:: Data to process

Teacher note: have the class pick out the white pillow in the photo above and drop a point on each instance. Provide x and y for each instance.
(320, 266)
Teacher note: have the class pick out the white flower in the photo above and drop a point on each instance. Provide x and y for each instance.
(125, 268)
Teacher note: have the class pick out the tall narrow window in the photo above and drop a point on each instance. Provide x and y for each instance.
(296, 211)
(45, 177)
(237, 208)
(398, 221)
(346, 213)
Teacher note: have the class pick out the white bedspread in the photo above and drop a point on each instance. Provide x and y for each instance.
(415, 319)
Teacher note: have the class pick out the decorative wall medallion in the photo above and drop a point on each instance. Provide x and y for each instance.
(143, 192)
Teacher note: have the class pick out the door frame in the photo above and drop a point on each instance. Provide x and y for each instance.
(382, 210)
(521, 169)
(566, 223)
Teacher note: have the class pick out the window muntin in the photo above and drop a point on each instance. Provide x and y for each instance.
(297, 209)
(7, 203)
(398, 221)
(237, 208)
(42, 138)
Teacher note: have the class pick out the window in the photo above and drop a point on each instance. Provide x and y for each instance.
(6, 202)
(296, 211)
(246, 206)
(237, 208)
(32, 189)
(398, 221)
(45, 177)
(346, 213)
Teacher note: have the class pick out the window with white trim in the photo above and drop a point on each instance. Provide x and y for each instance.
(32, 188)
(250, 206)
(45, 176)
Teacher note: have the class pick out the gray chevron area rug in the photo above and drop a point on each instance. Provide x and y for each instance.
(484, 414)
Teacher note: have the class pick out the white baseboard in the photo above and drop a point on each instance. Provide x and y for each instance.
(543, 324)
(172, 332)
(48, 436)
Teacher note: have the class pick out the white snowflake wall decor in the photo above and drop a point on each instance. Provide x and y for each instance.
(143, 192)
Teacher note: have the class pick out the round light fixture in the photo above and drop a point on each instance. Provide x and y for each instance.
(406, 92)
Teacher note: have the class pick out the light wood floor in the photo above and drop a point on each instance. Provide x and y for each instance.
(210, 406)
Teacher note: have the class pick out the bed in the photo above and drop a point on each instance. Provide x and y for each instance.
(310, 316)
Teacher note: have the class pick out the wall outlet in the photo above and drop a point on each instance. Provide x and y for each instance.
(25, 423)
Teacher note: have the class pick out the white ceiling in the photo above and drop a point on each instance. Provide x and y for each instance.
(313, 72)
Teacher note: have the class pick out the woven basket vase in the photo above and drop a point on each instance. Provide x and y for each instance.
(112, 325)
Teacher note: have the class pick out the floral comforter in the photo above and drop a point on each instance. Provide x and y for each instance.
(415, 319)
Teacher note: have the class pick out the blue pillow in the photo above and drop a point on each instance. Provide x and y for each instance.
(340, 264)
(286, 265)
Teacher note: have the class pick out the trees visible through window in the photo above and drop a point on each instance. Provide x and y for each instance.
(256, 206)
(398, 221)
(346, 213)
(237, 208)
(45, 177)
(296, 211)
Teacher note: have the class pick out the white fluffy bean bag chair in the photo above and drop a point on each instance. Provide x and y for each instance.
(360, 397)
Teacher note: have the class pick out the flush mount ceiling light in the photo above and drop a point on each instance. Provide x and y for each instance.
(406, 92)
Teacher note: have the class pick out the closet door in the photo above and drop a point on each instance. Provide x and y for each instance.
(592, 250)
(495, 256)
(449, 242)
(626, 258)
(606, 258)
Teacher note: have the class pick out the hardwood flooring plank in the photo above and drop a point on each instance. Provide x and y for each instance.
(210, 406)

::::

Can you write out all the lines above again, swapping "Teacher note" for "Instructor note" wherever it occurs and changing nothing else?

**The output**
Instructor note: have the class pick out the white pillow in the photo above and drop a point on each instance. Provide x and y for each instance.
(320, 266)
Instructor note: have the class pick out the white flower in the photo above and drop a point on each instance. Provide x and y for each instance.
(125, 268)
Instructor note: have the class pick out the tall narrow window in the photo above and drop a point on each instance. Provide x and y for each instance.
(296, 211)
(45, 177)
(237, 208)
(398, 221)
(346, 213)
Instructor note: have the class pick out the white bedspread in the photo above and drop a point on each instance. Provide x and y for each instance.
(415, 319)
Instructor note: have the class pick out the decorative wall medallion in the photo above and drop a point on each instance. Provide x and y for each instance.
(143, 192)
Instructor note: have the class pick out the door frame in the photo above and drop a point on each instance. Provide x and y for each instance.
(382, 210)
(521, 169)
(566, 223)
Instructor note: have the class pick out the window muntin in the photo above and drop a point on each instance. Provide x and y for each instance.
(297, 209)
(7, 203)
(398, 221)
(237, 208)
(42, 138)
Instructor note: have the class pick out the window in the photo above and drop a point on each instance. Provide x and y for each instance.
(6, 202)
(296, 211)
(246, 206)
(237, 208)
(32, 189)
(398, 221)
(45, 177)
(346, 213)
Instructor note: have the class pick out the window with white trim in the photo above and drop a point on each instance. Provide x and y for each instance.
(32, 188)
(250, 206)
(45, 176)
Instructor note: have the class pick out the gray chevron area rug in the photo above and drop a point on each instance. Provide x and y for each instance.
(484, 414)
Instructor note: have the class pick out the white baseboard in the photo above and drop a point on each instance. Provide x and y for each instance.
(543, 324)
(172, 332)
(48, 436)
Instructor note: have the class pick out the white snowflake wall decor in the photo above and drop a point on each instance. Provide x and y for each instance.
(143, 192)
Instructor note: have the class pick out the round light fixture in the photo above and drop a point on each instance. Provide x and y for each instance.
(406, 92)
Instructor note: have the class pick out the light wood floor in the photo above and drop a point on each instance. Provide x and y for each instance.
(210, 406)
Instructor note: have the class pick out the bed in the photo above and drop a point on each instance. Provide x and y for each instance.
(310, 316)
Instructor note: have the class pick out the wall outlet in the photo above and drop a point on each instance. Provide x and y for each instance.
(25, 423)
Instructor note: have the class pick out the white ceiling in the photo above and drop a point on each instance. Provide x and y for each instance.
(313, 72)
Instructor note: have the class pick out the woven basket vase in the photo above and drop a point on each instance. Provide x and y for each instance.
(112, 325)
Instructor note: have the class pick out the floral comforter in the photo above and drop a point on each instance. Provide x and y for each instance.
(415, 319)
Instructor note: have the class pick out the blue pillow in the photo above and drop a point on each instance. Provide x and y for each instance.
(340, 264)
(286, 265)
Instructor note: have the class pick out the trees visible through window in the photo above and drop a point on each instance. Provide x and y for each instance.
(256, 206)
(398, 221)
(346, 213)
(237, 208)
(45, 177)
(296, 211)
Instructor note: have the class pick out the white fluffy bean bag chair in the photo above and drop a point on each instance. Provide x and y for each instance.
(360, 397)
Instructor note: have the class pick out the flush mount ceiling light in the photo above and drop a point on each instance. Provide x and y for each instance.
(406, 92)
Instructor note: have the class pick out the closet door in the photo above and drop a point on each instance. Provide x and y for each instance.
(592, 250)
(495, 256)
(449, 242)
(626, 258)
(606, 258)
Instructor note: have the class pick out the hardwood flooring plank in the photo above and drop a point on each instance. Provide x and y for each instance.
(210, 406)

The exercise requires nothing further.